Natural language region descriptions
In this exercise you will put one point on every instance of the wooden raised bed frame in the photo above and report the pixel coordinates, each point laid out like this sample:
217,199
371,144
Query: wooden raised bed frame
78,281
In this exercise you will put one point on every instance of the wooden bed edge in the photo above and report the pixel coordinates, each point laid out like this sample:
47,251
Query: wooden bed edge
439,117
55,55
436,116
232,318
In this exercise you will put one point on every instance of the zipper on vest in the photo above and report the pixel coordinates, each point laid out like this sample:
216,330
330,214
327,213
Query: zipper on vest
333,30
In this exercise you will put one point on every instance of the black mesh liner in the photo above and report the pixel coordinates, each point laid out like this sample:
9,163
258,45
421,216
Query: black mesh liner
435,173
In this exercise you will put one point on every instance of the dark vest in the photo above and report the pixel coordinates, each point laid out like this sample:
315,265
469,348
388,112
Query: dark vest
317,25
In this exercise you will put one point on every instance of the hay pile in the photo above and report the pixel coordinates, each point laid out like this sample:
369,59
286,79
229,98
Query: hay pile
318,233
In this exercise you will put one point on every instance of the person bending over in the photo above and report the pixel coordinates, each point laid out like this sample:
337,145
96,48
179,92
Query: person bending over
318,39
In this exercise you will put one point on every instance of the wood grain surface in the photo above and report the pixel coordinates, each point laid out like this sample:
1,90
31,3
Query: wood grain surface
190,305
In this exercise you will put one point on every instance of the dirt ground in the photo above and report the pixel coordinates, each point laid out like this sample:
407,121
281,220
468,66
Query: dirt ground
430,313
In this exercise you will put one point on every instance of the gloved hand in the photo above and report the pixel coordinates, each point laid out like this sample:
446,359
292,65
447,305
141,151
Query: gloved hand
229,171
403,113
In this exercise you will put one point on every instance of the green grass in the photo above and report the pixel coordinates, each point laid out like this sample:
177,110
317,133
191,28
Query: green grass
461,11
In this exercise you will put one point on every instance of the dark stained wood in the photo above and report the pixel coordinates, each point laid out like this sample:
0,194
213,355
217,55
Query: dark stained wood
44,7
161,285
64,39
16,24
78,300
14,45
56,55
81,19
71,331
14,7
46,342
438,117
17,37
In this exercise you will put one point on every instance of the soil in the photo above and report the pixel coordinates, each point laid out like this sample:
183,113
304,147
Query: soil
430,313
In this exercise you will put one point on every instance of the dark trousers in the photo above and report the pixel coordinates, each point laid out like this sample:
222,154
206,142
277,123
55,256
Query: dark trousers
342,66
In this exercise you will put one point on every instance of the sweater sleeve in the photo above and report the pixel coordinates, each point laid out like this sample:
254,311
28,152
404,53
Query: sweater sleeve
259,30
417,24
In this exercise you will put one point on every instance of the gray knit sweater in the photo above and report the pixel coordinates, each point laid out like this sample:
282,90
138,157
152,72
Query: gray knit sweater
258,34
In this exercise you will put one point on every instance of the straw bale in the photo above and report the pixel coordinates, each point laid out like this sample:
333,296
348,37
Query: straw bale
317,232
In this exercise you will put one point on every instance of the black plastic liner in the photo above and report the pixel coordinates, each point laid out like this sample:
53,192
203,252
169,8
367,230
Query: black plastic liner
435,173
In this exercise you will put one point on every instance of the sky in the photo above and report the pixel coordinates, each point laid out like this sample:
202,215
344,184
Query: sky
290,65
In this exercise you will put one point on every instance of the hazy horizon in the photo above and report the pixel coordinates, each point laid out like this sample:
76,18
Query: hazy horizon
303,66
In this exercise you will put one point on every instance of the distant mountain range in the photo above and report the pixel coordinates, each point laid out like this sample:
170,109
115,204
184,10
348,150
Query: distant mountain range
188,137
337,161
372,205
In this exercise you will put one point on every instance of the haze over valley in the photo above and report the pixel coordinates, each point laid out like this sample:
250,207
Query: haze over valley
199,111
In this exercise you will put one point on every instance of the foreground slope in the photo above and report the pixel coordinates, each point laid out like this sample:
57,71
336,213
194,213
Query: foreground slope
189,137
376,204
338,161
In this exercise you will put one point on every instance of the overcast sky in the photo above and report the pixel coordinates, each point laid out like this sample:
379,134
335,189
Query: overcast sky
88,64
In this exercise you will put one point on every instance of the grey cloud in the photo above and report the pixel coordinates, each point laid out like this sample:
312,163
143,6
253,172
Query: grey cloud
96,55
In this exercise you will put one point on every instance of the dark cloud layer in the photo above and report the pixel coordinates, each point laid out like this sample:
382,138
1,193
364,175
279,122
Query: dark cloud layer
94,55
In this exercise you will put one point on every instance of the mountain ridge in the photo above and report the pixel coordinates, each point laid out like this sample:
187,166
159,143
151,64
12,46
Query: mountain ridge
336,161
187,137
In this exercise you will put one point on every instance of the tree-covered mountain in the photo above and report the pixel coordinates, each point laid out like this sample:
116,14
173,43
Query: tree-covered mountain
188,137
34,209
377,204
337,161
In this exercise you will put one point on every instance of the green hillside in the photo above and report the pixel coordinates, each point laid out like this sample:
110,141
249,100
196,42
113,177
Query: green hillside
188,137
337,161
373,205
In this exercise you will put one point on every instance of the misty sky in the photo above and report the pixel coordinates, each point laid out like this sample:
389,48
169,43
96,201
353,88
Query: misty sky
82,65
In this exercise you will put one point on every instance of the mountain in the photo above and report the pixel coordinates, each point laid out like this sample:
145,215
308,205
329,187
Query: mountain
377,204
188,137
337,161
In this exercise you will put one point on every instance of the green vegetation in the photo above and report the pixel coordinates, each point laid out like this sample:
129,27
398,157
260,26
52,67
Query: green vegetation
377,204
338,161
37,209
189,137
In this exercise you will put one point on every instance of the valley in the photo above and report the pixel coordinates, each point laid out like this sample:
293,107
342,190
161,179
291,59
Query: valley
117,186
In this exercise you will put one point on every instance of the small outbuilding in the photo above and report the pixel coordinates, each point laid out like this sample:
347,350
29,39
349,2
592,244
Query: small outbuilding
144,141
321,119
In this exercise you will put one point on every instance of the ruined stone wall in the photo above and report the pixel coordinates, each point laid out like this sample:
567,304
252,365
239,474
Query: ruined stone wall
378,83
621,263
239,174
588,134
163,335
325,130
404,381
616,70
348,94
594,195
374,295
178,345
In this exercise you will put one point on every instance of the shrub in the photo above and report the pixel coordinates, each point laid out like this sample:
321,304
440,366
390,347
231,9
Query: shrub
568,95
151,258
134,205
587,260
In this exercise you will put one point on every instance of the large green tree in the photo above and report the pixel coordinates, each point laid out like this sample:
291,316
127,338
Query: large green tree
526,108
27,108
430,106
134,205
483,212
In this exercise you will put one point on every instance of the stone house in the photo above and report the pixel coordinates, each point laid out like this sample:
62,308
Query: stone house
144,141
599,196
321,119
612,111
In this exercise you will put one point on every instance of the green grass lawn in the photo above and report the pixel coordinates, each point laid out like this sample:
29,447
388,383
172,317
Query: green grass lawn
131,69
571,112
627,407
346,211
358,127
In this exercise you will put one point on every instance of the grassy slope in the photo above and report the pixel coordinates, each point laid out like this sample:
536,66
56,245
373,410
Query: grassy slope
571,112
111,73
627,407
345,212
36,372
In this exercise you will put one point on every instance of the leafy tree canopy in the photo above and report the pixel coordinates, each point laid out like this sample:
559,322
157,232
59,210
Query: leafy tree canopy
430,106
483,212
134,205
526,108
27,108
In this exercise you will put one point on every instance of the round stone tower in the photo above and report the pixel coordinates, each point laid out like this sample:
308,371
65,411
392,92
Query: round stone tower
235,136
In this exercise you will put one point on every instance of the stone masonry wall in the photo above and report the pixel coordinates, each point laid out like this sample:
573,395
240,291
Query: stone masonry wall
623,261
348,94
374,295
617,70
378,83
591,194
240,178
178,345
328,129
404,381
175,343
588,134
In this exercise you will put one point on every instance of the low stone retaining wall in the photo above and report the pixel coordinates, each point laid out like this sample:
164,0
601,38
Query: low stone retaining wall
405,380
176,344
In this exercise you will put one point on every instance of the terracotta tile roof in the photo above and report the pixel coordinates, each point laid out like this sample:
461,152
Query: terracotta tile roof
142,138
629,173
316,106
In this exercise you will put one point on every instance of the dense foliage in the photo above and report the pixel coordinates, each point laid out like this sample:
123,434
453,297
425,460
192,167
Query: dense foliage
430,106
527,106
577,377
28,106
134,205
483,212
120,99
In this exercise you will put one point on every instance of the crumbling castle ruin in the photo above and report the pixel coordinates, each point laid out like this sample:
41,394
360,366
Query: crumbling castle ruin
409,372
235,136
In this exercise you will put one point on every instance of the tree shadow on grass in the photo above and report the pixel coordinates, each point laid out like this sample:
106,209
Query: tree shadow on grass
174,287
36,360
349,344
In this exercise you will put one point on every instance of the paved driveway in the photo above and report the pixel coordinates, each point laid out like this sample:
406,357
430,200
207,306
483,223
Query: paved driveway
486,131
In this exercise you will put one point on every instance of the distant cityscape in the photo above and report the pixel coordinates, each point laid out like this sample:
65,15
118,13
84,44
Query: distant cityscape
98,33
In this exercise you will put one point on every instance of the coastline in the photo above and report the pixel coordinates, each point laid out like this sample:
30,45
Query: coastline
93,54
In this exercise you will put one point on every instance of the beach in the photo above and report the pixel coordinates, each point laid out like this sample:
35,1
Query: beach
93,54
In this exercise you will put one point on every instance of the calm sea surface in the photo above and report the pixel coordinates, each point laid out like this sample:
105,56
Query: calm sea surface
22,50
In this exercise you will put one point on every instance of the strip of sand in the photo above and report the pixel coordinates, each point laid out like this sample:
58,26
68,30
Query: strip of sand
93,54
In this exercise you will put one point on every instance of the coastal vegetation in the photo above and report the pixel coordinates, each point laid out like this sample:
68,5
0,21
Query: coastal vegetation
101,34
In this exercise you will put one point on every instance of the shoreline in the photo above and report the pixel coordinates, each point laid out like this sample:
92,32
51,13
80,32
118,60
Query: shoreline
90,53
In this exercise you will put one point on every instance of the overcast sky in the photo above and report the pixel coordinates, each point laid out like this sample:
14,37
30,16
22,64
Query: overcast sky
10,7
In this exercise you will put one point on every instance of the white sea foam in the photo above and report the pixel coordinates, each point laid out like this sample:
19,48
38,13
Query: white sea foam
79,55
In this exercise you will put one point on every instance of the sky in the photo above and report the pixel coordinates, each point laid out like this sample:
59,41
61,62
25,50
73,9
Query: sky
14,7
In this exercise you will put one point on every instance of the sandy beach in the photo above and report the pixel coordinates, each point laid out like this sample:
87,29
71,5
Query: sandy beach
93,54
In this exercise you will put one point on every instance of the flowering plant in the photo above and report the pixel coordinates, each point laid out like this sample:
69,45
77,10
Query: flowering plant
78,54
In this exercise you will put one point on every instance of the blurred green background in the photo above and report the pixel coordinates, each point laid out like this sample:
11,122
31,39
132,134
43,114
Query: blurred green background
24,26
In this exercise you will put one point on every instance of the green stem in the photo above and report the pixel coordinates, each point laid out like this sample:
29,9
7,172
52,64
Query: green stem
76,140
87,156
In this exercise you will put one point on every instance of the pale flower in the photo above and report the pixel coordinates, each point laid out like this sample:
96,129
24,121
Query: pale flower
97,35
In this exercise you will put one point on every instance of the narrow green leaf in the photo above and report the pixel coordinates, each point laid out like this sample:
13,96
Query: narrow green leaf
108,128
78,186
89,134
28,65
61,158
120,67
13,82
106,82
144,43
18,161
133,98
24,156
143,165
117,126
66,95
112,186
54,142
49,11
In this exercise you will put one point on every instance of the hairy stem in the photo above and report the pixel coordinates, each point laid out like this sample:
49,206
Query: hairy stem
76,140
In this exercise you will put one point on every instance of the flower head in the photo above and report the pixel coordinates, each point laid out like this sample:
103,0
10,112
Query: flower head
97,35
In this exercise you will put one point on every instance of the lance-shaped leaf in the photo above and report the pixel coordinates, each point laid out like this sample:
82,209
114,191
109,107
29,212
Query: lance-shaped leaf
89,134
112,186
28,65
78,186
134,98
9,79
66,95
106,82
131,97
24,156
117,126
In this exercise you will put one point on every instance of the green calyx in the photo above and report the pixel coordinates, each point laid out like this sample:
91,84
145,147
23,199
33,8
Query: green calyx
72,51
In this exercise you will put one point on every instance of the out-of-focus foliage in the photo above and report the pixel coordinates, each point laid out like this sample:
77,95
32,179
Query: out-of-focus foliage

Assignment:
Above are the records. How many of their lines hold "focus"? Answer with the number alone.

Exercise output:
2